Your answer should repeat the entries in full, exactly as given, with no pictures.

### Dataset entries
<<<<

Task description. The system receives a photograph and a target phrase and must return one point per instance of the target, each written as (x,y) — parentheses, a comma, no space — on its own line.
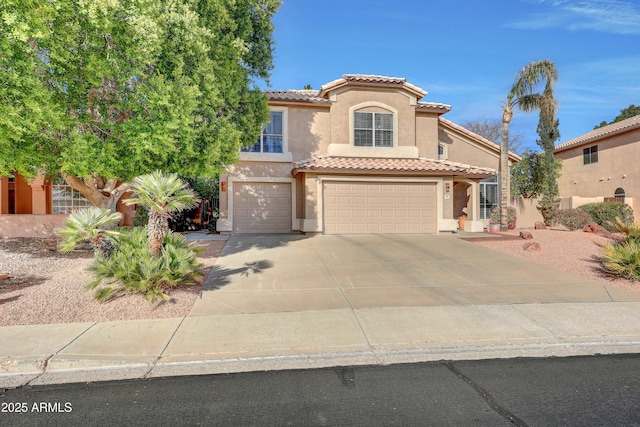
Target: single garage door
(262,208)
(379,207)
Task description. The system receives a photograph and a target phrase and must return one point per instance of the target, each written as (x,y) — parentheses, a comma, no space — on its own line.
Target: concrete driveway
(286,273)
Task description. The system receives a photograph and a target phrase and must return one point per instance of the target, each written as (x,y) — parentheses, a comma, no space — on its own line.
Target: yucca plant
(161,194)
(92,225)
(623,258)
(628,229)
(133,269)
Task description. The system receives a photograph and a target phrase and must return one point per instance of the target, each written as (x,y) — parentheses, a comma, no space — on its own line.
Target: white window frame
(72,202)
(285,156)
(588,154)
(386,110)
(377,134)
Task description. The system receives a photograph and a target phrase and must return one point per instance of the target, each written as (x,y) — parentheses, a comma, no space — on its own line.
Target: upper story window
(271,139)
(590,155)
(373,129)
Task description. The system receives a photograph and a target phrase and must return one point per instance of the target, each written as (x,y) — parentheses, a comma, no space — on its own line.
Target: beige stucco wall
(427,135)
(308,131)
(327,129)
(461,149)
(617,167)
(347,100)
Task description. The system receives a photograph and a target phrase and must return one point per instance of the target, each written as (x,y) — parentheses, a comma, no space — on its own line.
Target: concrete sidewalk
(285,302)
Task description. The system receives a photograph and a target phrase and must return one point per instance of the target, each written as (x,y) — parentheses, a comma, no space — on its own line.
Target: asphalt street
(585,391)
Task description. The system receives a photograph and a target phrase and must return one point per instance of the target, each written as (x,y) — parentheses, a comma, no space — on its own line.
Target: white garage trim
(295,224)
(404,180)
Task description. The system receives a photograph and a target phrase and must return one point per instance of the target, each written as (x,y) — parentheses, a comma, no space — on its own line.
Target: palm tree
(93,225)
(522,96)
(162,194)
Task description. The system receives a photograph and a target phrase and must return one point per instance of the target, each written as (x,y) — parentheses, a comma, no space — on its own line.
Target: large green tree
(523,96)
(105,90)
(491,129)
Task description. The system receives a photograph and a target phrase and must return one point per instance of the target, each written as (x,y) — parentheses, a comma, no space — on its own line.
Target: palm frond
(88,225)
(532,75)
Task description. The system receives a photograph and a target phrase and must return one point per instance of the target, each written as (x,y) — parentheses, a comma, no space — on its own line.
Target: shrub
(573,219)
(605,213)
(548,207)
(92,225)
(629,231)
(132,268)
(623,258)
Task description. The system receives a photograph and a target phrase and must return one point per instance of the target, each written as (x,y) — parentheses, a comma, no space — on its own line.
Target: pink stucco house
(602,165)
(364,154)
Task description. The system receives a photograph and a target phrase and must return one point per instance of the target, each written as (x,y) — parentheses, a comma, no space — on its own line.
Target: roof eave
(344,171)
(594,138)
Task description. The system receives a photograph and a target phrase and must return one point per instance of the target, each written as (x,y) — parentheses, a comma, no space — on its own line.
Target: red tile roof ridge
(389,164)
(608,130)
(475,136)
(305,95)
(373,79)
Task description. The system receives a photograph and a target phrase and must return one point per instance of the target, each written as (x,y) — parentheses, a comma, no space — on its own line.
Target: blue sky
(465,53)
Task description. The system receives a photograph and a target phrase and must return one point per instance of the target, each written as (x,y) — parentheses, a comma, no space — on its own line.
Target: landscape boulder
(592,227)
(526,235)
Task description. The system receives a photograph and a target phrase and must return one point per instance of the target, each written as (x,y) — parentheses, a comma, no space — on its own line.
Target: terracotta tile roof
(609,130)
(379,165)
(484,141)
(371,79)
(296,95)
(433,106)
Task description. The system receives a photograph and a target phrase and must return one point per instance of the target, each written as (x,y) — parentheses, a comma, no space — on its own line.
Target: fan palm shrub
(92,225)
(161,194)
(131,268)
(623,257)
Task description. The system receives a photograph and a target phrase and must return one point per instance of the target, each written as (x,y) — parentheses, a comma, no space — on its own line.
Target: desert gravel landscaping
(576,252)
(48,287)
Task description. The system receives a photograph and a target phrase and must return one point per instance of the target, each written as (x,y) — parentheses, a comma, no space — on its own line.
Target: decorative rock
(592,227)
(531,246)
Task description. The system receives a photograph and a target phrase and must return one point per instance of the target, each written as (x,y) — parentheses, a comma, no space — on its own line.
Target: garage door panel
(358,207)
(262,208)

>>>>

### RESPONSE BELOW
Task description. The system receives a photograph and a target phrase and must return one point per instance of the target, each written as (x,y) — parentheses, a comma, no space — on its own line.
Target: single garage door
(262,208)
(379,207)
Task description. The system receives a photograph and a target phrase and must return one point per instance of the target, each written as (x,y) — parentheses, a comma, no space — on its own line.
Target: concrete driveway
(286,273)
Task description. The system receives a photograph and a target phrase and must return one point per instance of the target, each written as (x,y) — parentheses, a comma, no space — on its own line.
Target: yucca plant
(161,194)
(92,225)
(623,258)
(628,229)
(133,269)
Task description. The system receives a photograph and a target phrase and must return one point per instance of the target, each written as (x,y) — parentheses, a comma, no space — on its own line.
Target: white window frame
(72,202)
(285,156)
(588,154)
(386,110)
(377,134)
Task description. The system receives a photograph and a target phrase and must return one point per instance of the target, each written as (x,y) — parentheses, a comma, no space — on its own line.
Target: upper story window
(271,139)
(590,155)
(373,129)
Task description. The system receives a photograph and a target phrase and must return one point per instance of the target, each written as (x,y) — parentheses, a comma, no space — on its own line.
Target: beige stucco wall
(427,135)
(308,131)
(327,129)
(461,149)
(617,167)
(347,100)
Task description. The system receives a photograph and a target phrase and must return one point per instance of the target, each written as (x,y) — parentheses, a comma, no space — on its own line.
Target: concrete sidewalk
(285,302)
Task description. The system receives a photograph and a target phrase and must return one point per instance of the target, each written as (x,y) — parentheses, a comma, no space — on its own line.
Target: asphalt street
(585,391)
Task description. The system receives a photograph and a target phrase and must return one point per instance of the target, each written as (x,y) — parentheses, a comma, no space — on its own line.
Target: white garage trim
(295,224)
(404,180)
Task description. The system receives a photograph and a target phrase and must return one point per instance of the target, each written as (x,y) — parentheses, a comma, no space — on its own line.
Target: palm tree
(93,225)
(522,96)
(162,194)
Task description. The system receives a photograph and a target phrase and must return one point per instance of the target, each written as (x,y) — parentheses, a comma, no space — on its own line.
Target: large green tree
(523,96)
(105,90)
(491,129)
Task description. The system receives a photograph and a target phrase and must return one point per instance of the target, each written as (x,y) — parentheses, a comma, no space — on its own line.
Target: palm frond
(88,225)
(532,75)
Task description. The system receives a photograph and a target phrase and must return one point per instance of the target, each written as (x,y) — parentheses, a comma, no space — on its own line.
Target: shrub
(573,219)
(605,213)
(548,207)
(92,225)
(629,231)
(132,268)
(623,258)
Task description. The system receives a photograph and a target phrase and must return one point per instance of the target, each written as (x,y) — parentheses, a comma, no space — on its own line.
Target: pink stucco house
(602,165)
(364,154)
Task description. The system receives a photograph and a target phrase and must return one point per instance of the target, each written as (x,y) — parentheses, a comma, no space — on its own line.
Target: roof eave
(344,171)
(594,138)
Task description. The system receives a photograph and a target phrase and must return one point per instance of the target, each written as (x,y) — parentheses, a comma, no space — on its own line.
Target: red tile roof ridge
(389,164)
(608,130)
(475,136)
(305,95)
(373,79)
Task description. The system receives a photograph and a target phrase and must return one point per instance of the target, each written as (x,y) — parentheses, a comma, no space — on its own line.
Target: blue sky
(465,53)
Task description. The system receives a photograph and a target phrase and must return one point per instance of the target, each written as (x,y) — parentheses, a comma, no space — on its own line.
Target: landscape boulder
(592,227)
(526,235)
Task description. The system receives a photograph and a target phrase and must return one point per instance of the target, each written as (x,y) — parentheses, a comma, no space — on its own line.
Target: terracotta tile roof
(609,130)
(379,165)
(484,141)
(371,79)
(296,95)
(433,106)
Task description. The system receives a photograph and a target phrase and must return one point per instance of the target, each written as (x,y) — parentheses, a comma, no space — on its own line.
Target: fan palm shrub
(92,225)
(161,194)
(131,268)
(623,257)
Task description. The system receives a photograph and a target phrase and must return one point per instance of the target, each written as (x,y) — parentheses, a comma, no space — on its own line.
Target: desert gravel landscaping
(576,252)
(48,287)
Task description. The system receives a photograph and a target phrase and must return one point per instance of the target, each written as (x,y) — parentheses, a comma, no space — on its own line.
Target: decorative rock
(592,227)
(531,246)
Task description. The system receives a photograph and a target phrase and must return one point per instance of the target, each written as (x,y) — parentheses, a comma, no space — on its own line.
Target: garage door panel
(358,207)
(262,208)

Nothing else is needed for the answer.